-------- EXCERPTED TEXT

SCOTT SIMON, host:
This is WEEKEND EDITION from NPR News. I'm Scott Simon.
Only three days before the New Hampshire primary, and the presidential candidates there are rushing around the state so fast it's hard to catch them. Last night, almost all the Democratic contenders wound up in an arena in Milford, at the same time, to raise money for the state Democratic Party.
As NPR's Robert Smith reports, the event turned into a full-contact sport.
ROBERT SMITH: The 100 Club fundraiser is usually consigned to a dim hotel ballroom - but not this year. The tables were set up on the artificial turf of an indoor soccer arena, which only added to the competitive spirit. The Clinton campaign was playing a zone defense. It purchased the most expensive VIP seats in the midfield, right in front of the stage, and they were ready to swarm when their candidate emerged.
Unidentified Man #1: Please welcome to the stage, Senator Hillary Clinton.
(Soundbite of cheering crowd)
SMITH: It seemed like the evening might just be a fun practice game for the candidates, until Clinton began to charge at her opponents. First, a little friendly elbow on Barack Obama's theme of change and hope.
Senator HILLARY CLINTON (Democrat, New York; Democratic Presidential Candidate): Some people think you make change by demanding it, and some people think you make change by hoping for it. I think you make change by working really, really hard and…
SMITH: The Obama supporters, back at the cheap tables near the goal lines, started to boo. Clinton had promised that after finishing third, she would be more aggressive about taking on Obama, and sure enough she butted again, this time in reference to Obama's health care proposal that doesn't mandate coverage for everyone.

----------------

**WRITTEN REQUEST:** Rewrite the transcript passage that begins at the words "Unidentified Man #1: Please" and stops after "coverage for everyone.", putting "inexpensive tables" in place of "cheap tables". Rely only on the transcript above.

-------- MATERIAL SUPPLIED

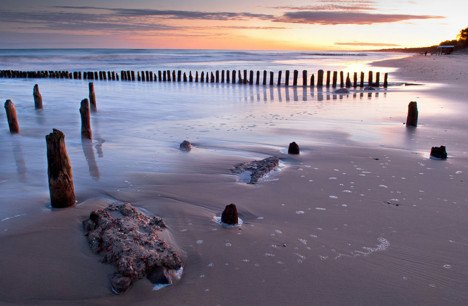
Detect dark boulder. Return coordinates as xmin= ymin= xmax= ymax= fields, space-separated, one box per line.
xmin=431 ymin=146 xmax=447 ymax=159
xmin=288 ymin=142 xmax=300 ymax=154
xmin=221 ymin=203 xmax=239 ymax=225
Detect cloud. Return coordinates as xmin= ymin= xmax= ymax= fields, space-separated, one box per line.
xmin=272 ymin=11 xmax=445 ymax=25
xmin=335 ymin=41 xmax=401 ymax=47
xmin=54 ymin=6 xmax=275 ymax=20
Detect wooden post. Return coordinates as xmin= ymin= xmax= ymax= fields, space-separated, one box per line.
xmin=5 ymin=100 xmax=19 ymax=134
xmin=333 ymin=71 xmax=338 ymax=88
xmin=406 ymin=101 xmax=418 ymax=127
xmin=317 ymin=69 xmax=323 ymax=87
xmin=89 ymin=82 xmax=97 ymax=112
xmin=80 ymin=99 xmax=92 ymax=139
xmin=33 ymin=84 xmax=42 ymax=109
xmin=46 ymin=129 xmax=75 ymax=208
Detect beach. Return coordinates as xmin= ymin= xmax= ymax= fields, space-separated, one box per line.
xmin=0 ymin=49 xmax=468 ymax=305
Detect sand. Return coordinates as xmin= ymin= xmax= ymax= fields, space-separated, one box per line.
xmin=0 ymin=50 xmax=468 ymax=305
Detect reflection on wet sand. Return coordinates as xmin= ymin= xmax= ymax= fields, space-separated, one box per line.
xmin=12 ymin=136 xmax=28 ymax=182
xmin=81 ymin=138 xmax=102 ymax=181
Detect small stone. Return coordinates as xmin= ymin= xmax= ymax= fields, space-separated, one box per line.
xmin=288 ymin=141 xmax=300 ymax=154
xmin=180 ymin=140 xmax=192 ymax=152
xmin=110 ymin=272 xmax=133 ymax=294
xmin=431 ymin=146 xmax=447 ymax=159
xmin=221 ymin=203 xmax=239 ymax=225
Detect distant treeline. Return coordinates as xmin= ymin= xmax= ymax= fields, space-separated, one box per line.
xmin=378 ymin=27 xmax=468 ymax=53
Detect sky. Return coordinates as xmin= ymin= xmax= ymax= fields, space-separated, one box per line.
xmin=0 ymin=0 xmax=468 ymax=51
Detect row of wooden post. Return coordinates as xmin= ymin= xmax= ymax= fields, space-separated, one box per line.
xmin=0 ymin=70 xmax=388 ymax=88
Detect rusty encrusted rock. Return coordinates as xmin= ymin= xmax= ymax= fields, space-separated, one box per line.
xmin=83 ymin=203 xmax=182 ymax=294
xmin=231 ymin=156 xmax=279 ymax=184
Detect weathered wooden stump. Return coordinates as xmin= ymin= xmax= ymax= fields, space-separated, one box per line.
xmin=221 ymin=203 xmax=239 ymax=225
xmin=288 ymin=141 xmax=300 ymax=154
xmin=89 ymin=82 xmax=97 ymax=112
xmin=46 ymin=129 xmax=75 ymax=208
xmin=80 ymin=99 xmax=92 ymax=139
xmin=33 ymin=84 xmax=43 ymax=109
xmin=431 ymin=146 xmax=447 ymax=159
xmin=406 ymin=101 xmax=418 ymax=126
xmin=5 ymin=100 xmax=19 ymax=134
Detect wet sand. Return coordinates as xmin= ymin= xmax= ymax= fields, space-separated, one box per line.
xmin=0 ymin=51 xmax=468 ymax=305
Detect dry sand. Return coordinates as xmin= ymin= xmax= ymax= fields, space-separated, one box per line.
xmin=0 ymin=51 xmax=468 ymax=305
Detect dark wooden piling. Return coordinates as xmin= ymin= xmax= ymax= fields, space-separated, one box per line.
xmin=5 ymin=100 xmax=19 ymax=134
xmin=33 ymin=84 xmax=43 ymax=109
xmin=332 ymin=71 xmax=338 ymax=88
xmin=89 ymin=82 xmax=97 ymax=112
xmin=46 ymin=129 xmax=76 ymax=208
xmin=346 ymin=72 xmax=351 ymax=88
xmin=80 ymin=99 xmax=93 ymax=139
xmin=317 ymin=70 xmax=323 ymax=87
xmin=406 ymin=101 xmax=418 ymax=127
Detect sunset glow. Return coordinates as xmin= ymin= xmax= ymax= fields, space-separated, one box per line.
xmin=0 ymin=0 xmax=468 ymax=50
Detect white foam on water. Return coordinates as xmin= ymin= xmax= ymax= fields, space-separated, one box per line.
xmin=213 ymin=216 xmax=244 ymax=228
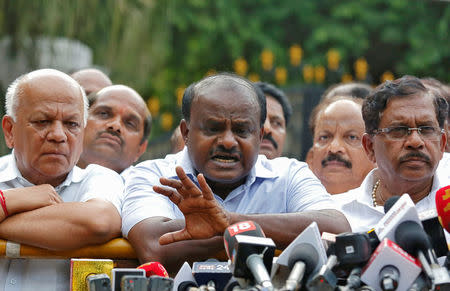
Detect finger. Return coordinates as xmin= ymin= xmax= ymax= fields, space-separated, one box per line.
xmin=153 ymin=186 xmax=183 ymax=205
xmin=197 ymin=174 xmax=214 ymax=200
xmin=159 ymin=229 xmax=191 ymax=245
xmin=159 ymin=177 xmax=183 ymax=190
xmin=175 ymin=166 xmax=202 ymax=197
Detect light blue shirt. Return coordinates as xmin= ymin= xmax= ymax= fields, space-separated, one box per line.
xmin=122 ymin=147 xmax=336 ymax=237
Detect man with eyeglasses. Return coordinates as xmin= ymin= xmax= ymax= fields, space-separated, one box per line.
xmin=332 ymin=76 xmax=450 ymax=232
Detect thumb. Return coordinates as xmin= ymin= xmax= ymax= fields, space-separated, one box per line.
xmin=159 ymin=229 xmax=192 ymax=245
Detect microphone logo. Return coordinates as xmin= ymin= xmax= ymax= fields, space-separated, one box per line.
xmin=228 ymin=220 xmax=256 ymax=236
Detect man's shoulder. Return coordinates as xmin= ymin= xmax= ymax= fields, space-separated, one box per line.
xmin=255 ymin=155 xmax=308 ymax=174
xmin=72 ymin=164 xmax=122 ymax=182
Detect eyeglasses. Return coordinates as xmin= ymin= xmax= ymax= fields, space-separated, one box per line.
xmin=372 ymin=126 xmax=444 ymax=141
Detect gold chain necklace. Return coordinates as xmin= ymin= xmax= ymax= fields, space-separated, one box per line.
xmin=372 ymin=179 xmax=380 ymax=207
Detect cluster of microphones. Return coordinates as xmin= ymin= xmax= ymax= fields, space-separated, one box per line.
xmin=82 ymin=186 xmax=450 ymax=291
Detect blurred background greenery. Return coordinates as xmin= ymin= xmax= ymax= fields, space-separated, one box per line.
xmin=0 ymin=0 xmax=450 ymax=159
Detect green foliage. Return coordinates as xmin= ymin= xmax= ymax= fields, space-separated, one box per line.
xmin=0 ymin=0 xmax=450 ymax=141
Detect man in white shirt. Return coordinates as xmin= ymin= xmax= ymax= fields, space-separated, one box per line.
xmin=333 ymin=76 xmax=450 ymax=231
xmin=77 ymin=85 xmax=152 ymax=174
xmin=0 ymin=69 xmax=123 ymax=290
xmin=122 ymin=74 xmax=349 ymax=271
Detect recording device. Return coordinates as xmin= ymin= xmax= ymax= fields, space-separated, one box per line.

----------------

**THE REPLY:**
Unidentified Man #1: Please welcome to the stage, Senator Hillary Clinton.
(Soundbite of cheering crowd)
SMITH: It seemed like the evening might just be a fun practice game for the candidates, until Clinton began to charge at her opponents. First, a little friendly elbow on Barack Obama's theme of change and hope.
Senator HILLARY CLINTON (Democrat, New York; Democratic Presidential Candidate): Some people think you make change by demanding it, and some people think you make change by hoping for it. I think you make change by working really, really hard and…
SMITH: The Obama supporters, back at the inexpensive tables near the goal lines, started to boo. Clinton had promised that after finishing third, she would be more aggressive about taking on Obama, and sure enough she butted again, this time in reference to Obama's health care proposal that doesn't mandate coverage for everyone.